Short exercise A
Convert the records into a JSON list of strings with one string per line, beginning at the first line of the records and stopping after the line that contains "[(116, 161), (246, 226)]". Skip blank lines and leave the pictures out.

Reading passage
Assuming the list always has one element (you can't really do it without this assumption), you can extract the first element from the list and pass that as the initial accumulator. You'll need to switch to foldl to do this efficiently. (With foldr you'll essentially need to make a copy of the list to drop the last element.)
sum(Func, [X | Xs]) ->
lists:foldl(fun (A, B) -> Func(B, A) end, X, Xs).
1> a:sum(fun(A,B) -> A+B end, [2,6,7,10,12]).
37
2> a:sum(fun (A,B) -> A++B end , ["C", "D", "E"]).
"CDE"
Also, how would the code be implemented without the list function, or in an even more serial way?
Here's a simple implementation using recursion and pattern matching:
sum2(Func, [X | Xs]) ->
sum2(Func, Xs, X).
sum2(Func, [], Acc) ->
Acc;
sum2(Func, [X | Xs], Acc) ->
sum2(Func, Xs, Func(Acc, X)).

Photo object-pointing records:
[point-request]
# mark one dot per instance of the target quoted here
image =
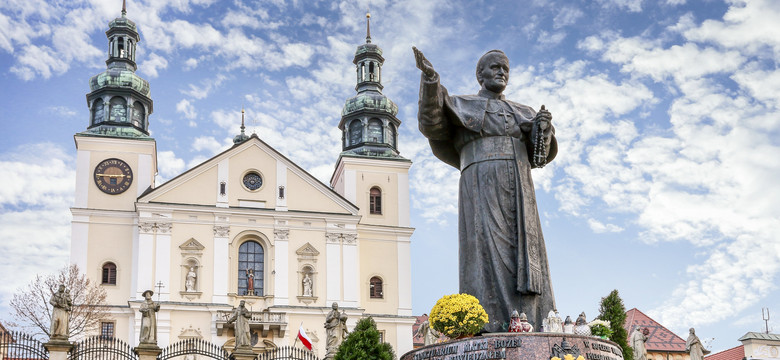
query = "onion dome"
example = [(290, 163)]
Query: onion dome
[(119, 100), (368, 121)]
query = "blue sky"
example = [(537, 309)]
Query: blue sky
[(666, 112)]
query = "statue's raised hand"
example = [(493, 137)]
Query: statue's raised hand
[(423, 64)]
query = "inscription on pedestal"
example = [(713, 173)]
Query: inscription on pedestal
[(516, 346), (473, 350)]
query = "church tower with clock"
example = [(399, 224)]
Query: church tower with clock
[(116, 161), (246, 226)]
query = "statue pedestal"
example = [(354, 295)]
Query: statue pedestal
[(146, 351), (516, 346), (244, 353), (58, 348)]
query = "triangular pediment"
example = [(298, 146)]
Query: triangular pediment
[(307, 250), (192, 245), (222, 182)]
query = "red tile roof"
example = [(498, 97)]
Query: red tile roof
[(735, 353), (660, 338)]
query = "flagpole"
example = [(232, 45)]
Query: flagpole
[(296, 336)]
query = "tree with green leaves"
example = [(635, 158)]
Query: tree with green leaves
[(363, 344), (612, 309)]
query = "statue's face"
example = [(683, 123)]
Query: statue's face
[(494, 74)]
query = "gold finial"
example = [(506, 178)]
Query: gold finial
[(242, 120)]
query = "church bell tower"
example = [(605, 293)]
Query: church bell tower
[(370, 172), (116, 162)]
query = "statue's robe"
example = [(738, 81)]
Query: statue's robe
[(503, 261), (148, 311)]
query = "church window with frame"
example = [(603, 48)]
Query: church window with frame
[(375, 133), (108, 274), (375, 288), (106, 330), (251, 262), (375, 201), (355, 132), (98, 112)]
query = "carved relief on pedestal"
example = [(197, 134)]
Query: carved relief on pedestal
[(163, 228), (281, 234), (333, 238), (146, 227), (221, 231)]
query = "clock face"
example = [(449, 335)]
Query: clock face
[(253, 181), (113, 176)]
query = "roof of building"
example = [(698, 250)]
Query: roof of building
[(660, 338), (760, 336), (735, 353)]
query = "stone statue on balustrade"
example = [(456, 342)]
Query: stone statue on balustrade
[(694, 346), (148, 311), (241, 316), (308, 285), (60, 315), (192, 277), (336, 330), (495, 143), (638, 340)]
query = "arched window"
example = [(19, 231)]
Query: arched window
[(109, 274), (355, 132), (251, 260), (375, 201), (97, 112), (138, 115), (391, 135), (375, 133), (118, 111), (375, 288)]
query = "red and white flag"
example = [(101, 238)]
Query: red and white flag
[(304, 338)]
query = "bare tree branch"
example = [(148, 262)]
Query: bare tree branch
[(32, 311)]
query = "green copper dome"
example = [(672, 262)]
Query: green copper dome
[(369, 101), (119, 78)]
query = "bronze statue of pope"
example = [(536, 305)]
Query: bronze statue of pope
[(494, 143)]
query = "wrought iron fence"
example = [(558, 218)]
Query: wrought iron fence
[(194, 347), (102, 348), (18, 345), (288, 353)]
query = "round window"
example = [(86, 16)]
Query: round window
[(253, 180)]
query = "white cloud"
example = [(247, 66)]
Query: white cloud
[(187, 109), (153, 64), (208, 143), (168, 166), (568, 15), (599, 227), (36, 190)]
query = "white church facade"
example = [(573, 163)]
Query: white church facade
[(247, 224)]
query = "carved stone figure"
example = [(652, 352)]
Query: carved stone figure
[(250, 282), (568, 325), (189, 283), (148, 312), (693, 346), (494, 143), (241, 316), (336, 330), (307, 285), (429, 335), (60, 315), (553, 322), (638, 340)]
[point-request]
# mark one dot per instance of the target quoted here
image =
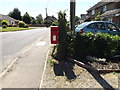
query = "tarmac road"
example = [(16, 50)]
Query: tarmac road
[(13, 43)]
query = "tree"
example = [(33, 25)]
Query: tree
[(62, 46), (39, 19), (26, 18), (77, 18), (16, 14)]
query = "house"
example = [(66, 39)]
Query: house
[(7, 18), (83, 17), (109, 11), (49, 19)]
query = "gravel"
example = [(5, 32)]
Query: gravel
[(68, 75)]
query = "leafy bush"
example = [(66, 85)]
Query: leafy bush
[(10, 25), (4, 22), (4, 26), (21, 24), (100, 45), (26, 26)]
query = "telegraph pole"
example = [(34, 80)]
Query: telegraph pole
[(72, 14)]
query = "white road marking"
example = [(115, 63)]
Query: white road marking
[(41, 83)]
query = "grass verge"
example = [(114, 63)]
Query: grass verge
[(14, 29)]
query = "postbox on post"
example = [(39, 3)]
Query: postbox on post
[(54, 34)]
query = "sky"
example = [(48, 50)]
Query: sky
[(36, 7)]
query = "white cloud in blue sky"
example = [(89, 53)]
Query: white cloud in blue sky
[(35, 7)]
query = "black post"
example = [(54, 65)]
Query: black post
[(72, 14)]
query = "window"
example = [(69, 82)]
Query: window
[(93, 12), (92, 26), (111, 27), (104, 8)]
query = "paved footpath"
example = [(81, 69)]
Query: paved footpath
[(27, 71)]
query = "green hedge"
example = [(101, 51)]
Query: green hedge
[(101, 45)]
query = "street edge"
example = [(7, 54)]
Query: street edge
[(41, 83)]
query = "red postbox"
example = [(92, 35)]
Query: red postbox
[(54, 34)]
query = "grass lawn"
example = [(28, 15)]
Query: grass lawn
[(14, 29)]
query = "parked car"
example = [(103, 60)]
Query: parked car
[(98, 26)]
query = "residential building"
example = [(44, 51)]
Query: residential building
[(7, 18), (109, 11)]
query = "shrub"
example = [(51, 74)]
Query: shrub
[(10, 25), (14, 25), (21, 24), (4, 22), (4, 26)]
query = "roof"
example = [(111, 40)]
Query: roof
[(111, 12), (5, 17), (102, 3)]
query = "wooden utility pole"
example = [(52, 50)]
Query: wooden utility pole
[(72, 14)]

Short exercise B
Carry on the discussion of folding an Erlang list from where it stops.

Exercise result A
[
  "[point-request]",
  "# mark one dot per instance of the target quoted here",
  "image =",
  "query = \"onion dome\"",
  "example = [(290, 163)]",
  "Query: onion dome",
  "[(119, 100), (368, 121)]",
  "query = \"blue sky\"",
  "example = [(537, 309)]",
  "Query: blue sky",
  "[(666, 112)]",
  "query = \"statue's raised hand\"",
  "example = [(493, 137)]",
  "Query: statue's raised hand",
  "[(423, 64)]",
  "query = \"inscription on pedestal\"",
  "example = [(713, 173)]",
  "Query: inscription on pedestal",
  "[(516, 346), (473, 350)]",
  "query = \"church tower with clock\"",
  "example = [(399, 224)]",
  "Query: church tower with clock",
  "[(116, 161), (246, 226)]"
]

Exercise result B
We define two versions of the function. The first one extracts the head and uses that as the initial accumulator. The second one, with arity 3, does essentially what the fold functions in lists do.
After working on this for a while, this was my solution. I've left some comments about the general idea of what I did, but there's a lot more to be said.
-module(erlang2).
-compile(export_all).
-export([reduce/2]).
reduce(Func, List) ->
reduce(root, Func, List).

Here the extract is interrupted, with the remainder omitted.